## [Your goal]
Starting at the line that contains "Can you see the overcast", set down each line exactly until the records end, keeping both ends and adding nothing.
---- Records
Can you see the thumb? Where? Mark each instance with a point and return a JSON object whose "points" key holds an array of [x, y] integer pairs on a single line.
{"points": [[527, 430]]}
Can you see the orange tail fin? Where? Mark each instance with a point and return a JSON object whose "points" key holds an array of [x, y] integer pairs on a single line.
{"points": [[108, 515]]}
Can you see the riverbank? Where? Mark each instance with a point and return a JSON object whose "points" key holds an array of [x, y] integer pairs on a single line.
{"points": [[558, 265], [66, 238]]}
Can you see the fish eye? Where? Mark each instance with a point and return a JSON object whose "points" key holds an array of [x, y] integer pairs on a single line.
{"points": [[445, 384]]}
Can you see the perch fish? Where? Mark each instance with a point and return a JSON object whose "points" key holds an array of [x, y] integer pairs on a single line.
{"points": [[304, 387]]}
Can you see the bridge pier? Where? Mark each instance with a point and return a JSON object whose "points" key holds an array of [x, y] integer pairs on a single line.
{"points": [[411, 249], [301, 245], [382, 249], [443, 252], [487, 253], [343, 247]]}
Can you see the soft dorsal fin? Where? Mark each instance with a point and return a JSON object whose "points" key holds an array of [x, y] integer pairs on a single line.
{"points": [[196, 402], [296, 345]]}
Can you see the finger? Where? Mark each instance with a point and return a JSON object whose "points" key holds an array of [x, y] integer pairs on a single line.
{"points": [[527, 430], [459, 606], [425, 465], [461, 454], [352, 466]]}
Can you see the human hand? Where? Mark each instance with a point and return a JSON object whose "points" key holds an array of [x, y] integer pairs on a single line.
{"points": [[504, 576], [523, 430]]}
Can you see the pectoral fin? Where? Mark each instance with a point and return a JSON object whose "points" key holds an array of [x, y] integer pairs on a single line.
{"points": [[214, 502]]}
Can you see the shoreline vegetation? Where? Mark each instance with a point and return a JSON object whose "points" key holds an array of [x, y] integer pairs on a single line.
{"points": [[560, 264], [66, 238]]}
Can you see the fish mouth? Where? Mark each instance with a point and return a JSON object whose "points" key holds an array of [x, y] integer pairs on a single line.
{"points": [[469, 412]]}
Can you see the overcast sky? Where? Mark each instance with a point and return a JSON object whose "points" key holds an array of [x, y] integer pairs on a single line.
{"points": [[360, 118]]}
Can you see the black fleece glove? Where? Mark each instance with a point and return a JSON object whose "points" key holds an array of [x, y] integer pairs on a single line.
--------
## [Answer to this task]
Can you see the overcast sky? Where? Mark each instance with a point and return a JSON object whose "points" key holds an array of [x, y] integer pairs on a single line.
{"points": [[360, 118]]}
Can you see the black fleece glove? Where? Mark each instance with a point and return a JSON object whose "points" key holds an array of [x, y] integer pairs on a single line.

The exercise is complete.